start
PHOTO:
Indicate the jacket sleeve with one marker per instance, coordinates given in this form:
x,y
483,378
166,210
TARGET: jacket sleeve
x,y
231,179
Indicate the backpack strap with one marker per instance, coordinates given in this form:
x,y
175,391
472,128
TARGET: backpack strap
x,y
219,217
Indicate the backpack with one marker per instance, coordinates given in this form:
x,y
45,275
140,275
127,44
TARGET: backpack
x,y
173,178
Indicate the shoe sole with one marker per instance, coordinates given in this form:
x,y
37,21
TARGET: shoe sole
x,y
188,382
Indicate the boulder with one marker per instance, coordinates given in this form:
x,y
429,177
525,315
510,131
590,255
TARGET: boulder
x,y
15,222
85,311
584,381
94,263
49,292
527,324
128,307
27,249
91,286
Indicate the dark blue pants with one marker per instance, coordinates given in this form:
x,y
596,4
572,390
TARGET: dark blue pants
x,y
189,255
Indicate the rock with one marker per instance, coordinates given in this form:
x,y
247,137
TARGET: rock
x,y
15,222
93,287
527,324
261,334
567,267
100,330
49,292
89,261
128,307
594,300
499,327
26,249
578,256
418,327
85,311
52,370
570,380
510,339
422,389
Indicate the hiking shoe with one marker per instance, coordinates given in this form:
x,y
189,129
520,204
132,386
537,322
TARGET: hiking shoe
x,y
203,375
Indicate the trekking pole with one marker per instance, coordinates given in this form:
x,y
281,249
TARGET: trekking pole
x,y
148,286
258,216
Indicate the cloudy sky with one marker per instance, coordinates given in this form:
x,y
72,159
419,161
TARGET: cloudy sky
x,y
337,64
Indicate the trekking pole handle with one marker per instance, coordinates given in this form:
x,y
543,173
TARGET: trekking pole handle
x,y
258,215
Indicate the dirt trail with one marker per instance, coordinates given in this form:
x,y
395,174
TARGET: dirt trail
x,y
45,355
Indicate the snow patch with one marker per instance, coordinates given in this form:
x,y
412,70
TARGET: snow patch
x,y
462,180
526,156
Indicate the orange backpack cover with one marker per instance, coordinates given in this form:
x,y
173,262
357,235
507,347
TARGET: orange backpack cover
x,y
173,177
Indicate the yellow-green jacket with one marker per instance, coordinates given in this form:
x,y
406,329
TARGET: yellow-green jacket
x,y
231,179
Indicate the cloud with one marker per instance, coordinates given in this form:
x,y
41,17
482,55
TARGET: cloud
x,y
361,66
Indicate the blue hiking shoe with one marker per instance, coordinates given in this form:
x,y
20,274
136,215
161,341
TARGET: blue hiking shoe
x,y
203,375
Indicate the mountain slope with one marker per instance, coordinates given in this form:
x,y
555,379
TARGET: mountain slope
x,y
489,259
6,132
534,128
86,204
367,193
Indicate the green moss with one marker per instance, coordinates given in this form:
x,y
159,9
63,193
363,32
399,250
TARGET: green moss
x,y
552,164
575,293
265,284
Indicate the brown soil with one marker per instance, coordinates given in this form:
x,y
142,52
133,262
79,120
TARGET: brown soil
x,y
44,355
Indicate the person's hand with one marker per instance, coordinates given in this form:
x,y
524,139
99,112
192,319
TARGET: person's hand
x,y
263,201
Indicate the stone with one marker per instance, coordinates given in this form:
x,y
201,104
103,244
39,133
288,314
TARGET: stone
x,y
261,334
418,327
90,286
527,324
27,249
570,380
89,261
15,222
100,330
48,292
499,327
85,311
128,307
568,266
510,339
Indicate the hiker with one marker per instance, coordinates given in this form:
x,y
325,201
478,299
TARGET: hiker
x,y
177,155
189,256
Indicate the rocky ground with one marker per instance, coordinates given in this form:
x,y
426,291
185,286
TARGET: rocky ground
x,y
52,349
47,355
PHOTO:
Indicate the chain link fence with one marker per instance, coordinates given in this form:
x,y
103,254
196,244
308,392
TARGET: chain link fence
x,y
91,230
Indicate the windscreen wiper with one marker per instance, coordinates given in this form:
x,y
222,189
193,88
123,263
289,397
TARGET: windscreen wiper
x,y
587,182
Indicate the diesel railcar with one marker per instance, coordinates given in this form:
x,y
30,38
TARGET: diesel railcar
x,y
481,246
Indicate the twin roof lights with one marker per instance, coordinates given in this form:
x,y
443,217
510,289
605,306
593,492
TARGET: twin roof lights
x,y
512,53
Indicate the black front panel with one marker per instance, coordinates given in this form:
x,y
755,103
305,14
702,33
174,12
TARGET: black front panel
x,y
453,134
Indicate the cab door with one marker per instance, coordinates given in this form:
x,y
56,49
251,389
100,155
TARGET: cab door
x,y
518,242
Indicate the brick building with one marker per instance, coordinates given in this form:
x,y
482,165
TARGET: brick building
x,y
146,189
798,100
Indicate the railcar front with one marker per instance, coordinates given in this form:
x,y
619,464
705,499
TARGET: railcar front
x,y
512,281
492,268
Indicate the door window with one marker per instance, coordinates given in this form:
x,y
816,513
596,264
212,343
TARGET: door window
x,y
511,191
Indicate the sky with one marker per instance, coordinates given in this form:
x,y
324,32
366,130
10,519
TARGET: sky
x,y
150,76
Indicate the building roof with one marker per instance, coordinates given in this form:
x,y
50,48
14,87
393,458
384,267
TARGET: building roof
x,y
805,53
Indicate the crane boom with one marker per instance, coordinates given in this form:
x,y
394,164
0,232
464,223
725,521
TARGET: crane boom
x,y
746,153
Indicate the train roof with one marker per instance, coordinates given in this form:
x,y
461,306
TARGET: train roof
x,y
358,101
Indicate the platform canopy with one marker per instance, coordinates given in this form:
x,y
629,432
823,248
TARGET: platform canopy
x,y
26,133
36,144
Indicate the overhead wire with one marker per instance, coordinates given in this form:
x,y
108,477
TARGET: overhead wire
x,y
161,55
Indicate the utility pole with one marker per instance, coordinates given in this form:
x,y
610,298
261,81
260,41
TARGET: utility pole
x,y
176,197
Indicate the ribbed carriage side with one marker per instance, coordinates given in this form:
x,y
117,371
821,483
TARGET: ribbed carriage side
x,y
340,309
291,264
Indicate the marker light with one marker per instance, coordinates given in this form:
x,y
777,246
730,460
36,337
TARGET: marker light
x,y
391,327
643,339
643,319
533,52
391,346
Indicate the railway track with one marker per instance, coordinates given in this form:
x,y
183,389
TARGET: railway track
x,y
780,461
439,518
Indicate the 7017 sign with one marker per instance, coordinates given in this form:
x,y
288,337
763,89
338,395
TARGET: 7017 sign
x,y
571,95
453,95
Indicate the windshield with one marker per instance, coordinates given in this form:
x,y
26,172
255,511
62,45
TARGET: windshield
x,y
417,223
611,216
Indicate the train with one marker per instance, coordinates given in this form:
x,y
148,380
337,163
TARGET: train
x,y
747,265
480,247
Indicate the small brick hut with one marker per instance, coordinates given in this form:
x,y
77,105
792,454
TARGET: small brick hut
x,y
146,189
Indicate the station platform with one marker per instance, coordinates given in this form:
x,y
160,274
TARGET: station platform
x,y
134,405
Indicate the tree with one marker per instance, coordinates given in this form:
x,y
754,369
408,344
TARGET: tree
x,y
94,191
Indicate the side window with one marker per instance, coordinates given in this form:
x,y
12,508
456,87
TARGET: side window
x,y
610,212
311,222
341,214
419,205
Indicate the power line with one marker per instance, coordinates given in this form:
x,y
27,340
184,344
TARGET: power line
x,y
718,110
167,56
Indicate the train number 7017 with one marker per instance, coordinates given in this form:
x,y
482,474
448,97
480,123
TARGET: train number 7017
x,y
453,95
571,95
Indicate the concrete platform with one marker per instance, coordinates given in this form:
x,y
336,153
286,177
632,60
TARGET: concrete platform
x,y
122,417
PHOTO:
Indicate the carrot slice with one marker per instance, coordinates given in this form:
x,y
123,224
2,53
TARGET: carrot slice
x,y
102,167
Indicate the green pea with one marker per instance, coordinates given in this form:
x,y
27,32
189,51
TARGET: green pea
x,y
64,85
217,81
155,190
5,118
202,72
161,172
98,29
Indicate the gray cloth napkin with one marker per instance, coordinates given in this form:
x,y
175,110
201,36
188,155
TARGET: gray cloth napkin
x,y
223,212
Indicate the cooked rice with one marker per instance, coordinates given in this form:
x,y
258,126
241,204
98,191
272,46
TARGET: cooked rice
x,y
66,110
end
◆ **Problem to work on**:
Set down exactly what runs from the line with "Indicate the railway" to the last line of the data above, including both of those lines and no others.

◆ **Completed exercise**:
Indicate the railway track with one marker per instance, coordinates given in this form:
x,y
183,389
TARGET: railway track
x,y
780,461
439,518
Indicate the 7017 sign with one marker per instance, coordinates given in this form:
x,y
288,337
763,89
338,395
TARGET: 7017 sign
x,y
571,95
453,95
Indicate the windshield with one marker per instance, coordinates given in this form:
x,y
26,172
255,511
62,45
TARGET: windshield
x,y
417,223
611,216
Indicate the train with one marker per instance, coordinates given in this form:
x,y
148,380
337,163
TARGET: train
x,y
747,265
480,247
Indicate the small brick hut with one marker per instance, coordinates given in this form:
x,y
77,105
792,454
TARGET: small brick hut
x,y
146,189
Indicate the station platform with one marker per instance, coordinates given in this form:
x,y
160,274
TARGET: station platform
x,y
134,405
Indicate the tree with one marker per instance, coordinates given in this form:
x,y
754,369
408,344
TARGET: tree
x,y
94,191
Indicate the side window with one marker per instance, coordinates given in this form:
x,y
12,508
456,87
TARGET: side window
x,y
610,212
311,222
341,214
419,205
Indicate the power line with one marker per instance, coordinates given in this form:
x,y
27,340
184,344
TARGET: power line
x,y
718,110
167,56
Indicate the train number 7017 with one marker per instance, coordinates given in this form:
x,y
482,474
448,97
480,123
TARGET: train number 7017
x,y
453,95
571,95
Indicate the concrete platform with one marker per instance, coordinates given in this form:
x,y
336,153
286,177
632,60
TARGET: concrete platform
x,y
122,417
PHOTO:
Indicate the carrot slice with one marker per instance, coordinates given in this form:
x,y
123,224
2,53
TARGET: carrot slice
x,y
102,167
Indicate the green pea with one marker per instance, coordinates given in this form:
x,y
27,32
189,51
TARGET: green pea
x,y
64,85
217,81
155,190
5,118
202,72
161,172
98,29
Indicate the gray cloth napkin with one marker per instance, coordinates given in this form:
x,y
175,110
201,36
188,155
TARGET: gray cloth napkin
x,y
223,212
Indicate the cooked rice with one marker per instance, coordinates given in this form:
x,y
258,126
241,204
98,191
272,46
TARGET: cooked rice
x,y
66,110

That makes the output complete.